**Goal of the exercise**
Could you set down exactly the lines in the records below between the line holding "Q: Find one point on every instance of the woman's dark" and the line holding "Q: Find one point on every instance of the wood log", inclusive?

Point-per-instance localization data:
◇ ◇ ◇ ◇ ◇ ◇ ◇

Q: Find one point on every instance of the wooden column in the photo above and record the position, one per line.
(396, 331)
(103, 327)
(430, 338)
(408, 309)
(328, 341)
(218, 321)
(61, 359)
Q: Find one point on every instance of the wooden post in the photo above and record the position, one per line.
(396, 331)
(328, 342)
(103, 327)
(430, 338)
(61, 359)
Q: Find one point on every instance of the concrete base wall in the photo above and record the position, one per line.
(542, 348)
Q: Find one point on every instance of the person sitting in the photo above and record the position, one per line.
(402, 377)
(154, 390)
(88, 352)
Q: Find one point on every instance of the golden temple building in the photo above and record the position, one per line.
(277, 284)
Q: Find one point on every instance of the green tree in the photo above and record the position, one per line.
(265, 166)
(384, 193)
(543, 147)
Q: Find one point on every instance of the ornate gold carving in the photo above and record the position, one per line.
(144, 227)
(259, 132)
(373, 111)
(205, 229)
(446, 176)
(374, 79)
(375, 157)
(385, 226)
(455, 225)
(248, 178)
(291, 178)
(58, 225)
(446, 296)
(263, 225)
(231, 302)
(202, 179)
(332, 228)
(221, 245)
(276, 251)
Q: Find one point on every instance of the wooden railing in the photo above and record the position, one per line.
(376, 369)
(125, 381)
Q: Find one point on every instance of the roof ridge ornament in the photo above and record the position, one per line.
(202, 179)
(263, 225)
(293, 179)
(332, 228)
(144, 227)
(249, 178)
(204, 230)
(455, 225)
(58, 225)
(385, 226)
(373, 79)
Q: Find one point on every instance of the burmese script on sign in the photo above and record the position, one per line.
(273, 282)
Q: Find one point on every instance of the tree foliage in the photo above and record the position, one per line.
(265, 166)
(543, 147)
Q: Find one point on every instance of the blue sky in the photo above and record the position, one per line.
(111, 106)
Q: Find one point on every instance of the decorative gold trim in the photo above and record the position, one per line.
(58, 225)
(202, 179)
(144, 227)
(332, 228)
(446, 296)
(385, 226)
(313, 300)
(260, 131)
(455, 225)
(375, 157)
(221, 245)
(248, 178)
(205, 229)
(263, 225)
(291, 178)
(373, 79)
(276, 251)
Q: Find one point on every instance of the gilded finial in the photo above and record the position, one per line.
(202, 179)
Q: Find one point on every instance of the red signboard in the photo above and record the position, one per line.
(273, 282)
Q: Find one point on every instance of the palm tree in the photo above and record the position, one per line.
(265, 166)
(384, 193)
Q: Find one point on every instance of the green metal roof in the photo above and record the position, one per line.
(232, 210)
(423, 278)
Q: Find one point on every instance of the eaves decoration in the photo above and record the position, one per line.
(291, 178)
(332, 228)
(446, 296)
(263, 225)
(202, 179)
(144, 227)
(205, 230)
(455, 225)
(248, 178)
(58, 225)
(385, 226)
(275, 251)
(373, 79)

◇ ◇ ◇ ◇ ◇ ◇ ◇

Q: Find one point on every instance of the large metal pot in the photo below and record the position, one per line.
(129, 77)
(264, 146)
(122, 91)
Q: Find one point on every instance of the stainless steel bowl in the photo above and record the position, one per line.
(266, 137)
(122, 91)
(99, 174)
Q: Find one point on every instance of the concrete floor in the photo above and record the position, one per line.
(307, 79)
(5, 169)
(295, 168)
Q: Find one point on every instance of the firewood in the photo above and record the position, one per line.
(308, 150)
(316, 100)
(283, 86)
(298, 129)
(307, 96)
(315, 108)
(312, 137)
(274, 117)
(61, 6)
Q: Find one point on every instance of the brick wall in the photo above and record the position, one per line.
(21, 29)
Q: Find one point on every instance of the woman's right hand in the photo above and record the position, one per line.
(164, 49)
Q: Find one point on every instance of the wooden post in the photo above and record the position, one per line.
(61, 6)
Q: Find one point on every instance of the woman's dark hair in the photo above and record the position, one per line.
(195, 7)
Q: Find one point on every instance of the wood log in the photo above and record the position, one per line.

◇ ◇ ◇ ◇ ◇ ◇ ◇

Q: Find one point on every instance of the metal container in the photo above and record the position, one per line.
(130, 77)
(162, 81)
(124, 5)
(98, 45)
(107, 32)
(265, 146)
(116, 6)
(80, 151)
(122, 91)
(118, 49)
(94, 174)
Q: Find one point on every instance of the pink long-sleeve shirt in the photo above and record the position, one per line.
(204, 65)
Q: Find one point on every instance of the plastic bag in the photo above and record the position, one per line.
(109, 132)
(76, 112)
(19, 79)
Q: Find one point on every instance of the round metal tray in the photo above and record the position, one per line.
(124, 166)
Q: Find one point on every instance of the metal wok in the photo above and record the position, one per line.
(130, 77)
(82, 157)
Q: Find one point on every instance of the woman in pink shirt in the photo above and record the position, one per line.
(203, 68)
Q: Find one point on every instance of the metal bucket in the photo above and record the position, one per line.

◇ ◇ ◇ ◇ ◇ ◇ ◇

**Answer below**
Q: Find one point on every instance of the woman's dark hair in the photo above and record the position, one per line.
(195, 7)
Q: Find one point on every instance of the wood log in the photo above and record the position, one per line.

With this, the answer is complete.